TRECHO CITADO:
Psicanálise. Livro O Futuro
de uma Ilusão, o Mal-Estar na Civilização e outros trabalhos. Escrito por
Sigmund Freud (1856-1939). UMA EXPERIÊNCIA RELIGIOSA. No outono de 1927, G. S.
Viereck, jornalista teuto-americano que me fizera uma visita de boas-vindas,
publicou o relato de uma conversa comigo, no correr da qual mencionei minha
falta de fé religiosa e minha indiferença quanto ao tema da sobrevivência
depois da morte. Essa “entrevista”, como foi chamada, foi amplamente lida e
trouxe-me, entre outras, a seguinte carta de um médico americano. O que mais me
impressionou foi sua resposta à pergunta sobre se acreditava numa sobrevivência
da personalidade depois da morte. Consta que o senhor disse: “Não penso no
assunto”. Escrevo-lhe agora para lhe narrar uma experiência que tive no ano em
que me formei na Universidade X. Certa tarde, ao atravessar a sala de disseção,
minha atenção foi atraída por uma velhinha de rosto suave que estava sendo
conduzida para uma mesa de dissecção – separar parte de um corpo ou de um órgão
humano. Essa mulher de rosto suave me causou tal impressão de que um pensamento
atravessou minha mente: “Não existe Deus, se existisse, não permitiria que essa
pobre velhinha fosse levada a sala de dissecção”. Quando voltei para casa
naquela tarde, o sentimento que experimentara à visão na sala de disseção,
fizera-me decidir não mais continuar indo à igreja. As doutrinas do
cristianismo, antes disso, já tinha sido objetos de dúvidas em meu espírito.

DADOS FORNECIDOS:
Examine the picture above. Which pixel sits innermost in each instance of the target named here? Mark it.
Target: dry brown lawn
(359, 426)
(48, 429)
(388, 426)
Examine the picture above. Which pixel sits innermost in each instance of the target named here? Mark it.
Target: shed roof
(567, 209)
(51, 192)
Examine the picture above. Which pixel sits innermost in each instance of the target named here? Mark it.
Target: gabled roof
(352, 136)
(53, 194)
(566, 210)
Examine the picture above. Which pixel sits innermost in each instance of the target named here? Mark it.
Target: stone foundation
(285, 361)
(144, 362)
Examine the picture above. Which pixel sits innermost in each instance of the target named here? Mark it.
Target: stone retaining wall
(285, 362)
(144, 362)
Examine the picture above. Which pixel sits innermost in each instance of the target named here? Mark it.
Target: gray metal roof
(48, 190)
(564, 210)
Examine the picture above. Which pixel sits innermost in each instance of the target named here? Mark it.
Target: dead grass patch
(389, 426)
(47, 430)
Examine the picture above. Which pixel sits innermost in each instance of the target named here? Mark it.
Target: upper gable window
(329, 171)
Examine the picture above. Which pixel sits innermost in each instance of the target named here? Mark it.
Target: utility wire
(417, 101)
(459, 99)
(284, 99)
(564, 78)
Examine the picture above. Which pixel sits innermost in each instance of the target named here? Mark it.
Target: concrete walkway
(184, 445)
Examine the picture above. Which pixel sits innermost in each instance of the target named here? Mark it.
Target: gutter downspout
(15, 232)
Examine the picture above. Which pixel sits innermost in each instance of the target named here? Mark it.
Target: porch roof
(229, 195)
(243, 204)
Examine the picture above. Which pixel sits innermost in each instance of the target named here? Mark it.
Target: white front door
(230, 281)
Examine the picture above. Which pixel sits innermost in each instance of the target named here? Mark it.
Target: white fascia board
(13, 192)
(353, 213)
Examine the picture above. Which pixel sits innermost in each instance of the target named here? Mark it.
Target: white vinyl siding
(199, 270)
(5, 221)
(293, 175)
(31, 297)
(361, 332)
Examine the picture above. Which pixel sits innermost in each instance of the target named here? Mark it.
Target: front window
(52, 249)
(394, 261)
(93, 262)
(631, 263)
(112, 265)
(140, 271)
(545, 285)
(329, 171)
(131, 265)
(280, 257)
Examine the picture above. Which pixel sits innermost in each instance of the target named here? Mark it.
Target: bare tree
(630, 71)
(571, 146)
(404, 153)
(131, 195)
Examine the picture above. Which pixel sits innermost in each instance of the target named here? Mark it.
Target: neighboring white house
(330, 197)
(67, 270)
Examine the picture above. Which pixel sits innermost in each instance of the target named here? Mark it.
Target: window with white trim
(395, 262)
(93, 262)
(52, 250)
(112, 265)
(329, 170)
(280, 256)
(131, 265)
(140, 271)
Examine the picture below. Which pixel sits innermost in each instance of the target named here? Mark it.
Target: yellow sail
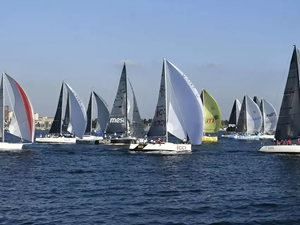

O QUE PRODUZIR:
Copie do trecho sobre a experiência religiosa tudo o que vai desde "Psicanálise. Livro O" até "1927, G. S.". As linhas fornecidas não são necessárias para esta atividade.

SOLUÇÃO DA TAREFA:
Psicanálise. Livro O Futuro
de uma Ilusão, o Mal-Estar na Civilização e outros trabalhos. Escrito por
Sigmund Freud (1856-1939). UMA EXPERIÊNCIA RELIGIOSA. No outono de 1927, G. S.